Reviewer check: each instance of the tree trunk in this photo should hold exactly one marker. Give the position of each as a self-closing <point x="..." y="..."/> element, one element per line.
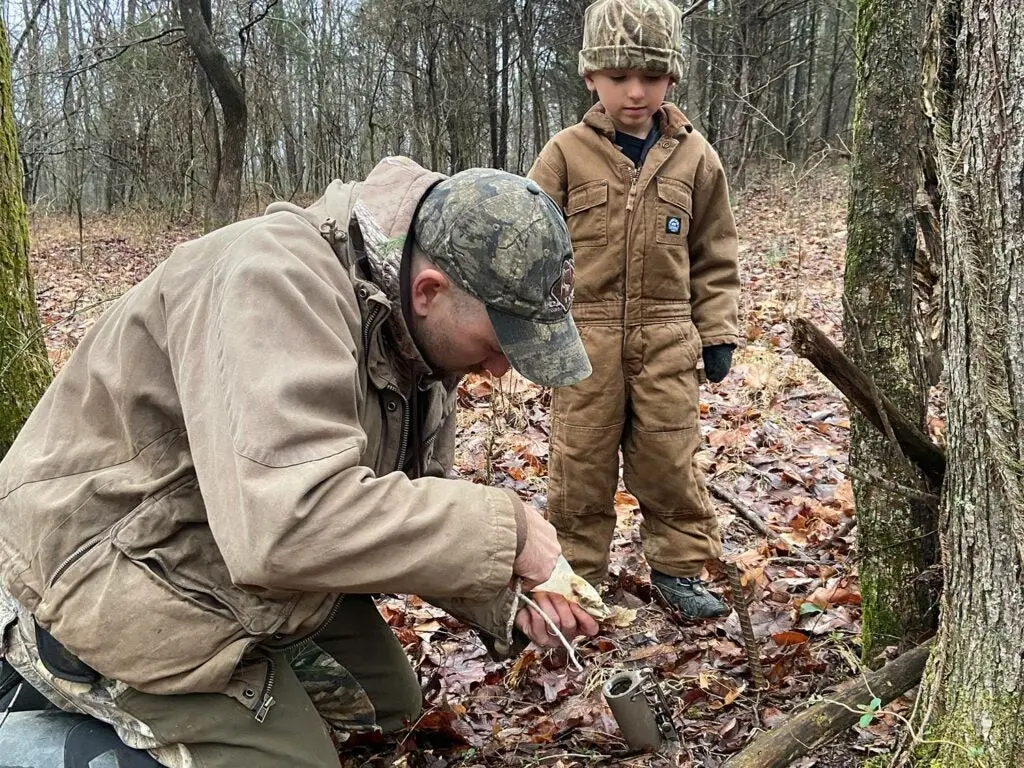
<point x="227" y="194"/>
<point x="896" y="535"/>
<point x="972" y="698"/>
<point x="25" y="370"/>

⁂

§ **Your task**
Could you reproduce all of the data above exactly and skip any image?

§ **Task output**
Reviewer check: each instance of the tree trunk in this photo should hold exactly one marker. Give the position of each as a self-closing <point x="..." y="..."/> element, one element per line.
<point x="227" y="194"/>
<point x="896" y="535"/>
<point x="972" y="698"/>
<point x="25" y="370"/>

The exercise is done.